### What this task involves:
Using the listing below, report each line holding the string "stone".

### Working data:
------------------------------------

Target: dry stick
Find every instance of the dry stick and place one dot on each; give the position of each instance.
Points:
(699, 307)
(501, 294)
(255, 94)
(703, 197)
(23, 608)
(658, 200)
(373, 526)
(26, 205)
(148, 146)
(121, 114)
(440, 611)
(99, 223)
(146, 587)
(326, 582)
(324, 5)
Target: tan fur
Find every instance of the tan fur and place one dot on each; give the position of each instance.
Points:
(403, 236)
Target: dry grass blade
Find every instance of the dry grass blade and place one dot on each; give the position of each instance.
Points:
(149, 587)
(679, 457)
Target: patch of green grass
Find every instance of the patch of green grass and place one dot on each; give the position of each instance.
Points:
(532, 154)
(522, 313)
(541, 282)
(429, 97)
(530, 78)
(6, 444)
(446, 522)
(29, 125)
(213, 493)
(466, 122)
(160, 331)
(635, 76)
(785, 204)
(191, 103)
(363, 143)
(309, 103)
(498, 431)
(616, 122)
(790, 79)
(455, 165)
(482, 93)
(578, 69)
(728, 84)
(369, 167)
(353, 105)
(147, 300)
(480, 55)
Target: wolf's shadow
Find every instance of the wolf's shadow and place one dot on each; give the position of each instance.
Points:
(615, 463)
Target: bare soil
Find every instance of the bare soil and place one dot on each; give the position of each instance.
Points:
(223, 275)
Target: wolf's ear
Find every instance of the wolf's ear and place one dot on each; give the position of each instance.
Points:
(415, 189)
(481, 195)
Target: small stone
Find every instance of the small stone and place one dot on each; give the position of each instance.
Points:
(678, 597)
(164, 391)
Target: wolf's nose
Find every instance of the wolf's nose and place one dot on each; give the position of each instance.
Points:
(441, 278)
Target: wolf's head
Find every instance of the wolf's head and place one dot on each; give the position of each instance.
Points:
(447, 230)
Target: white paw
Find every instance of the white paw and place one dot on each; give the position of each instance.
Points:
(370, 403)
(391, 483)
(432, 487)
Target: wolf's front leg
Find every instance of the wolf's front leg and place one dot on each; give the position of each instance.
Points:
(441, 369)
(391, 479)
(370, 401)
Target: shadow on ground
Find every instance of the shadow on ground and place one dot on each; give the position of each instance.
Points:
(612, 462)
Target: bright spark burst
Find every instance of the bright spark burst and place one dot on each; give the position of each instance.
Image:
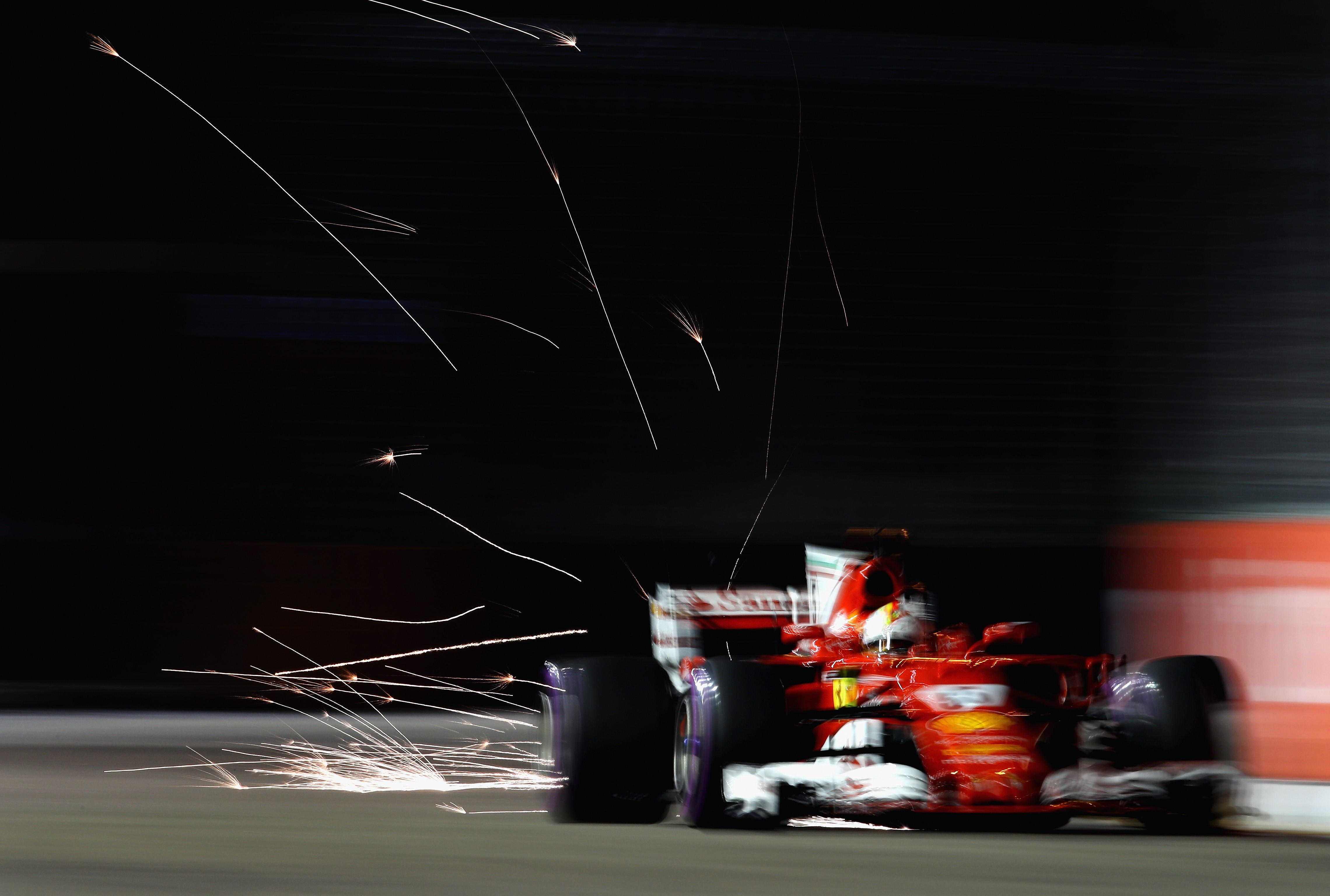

------------------------------------

### Response to this exercise:
Target: small stone
Find every instance of the small stone and place one dot on each; give the position of each instance.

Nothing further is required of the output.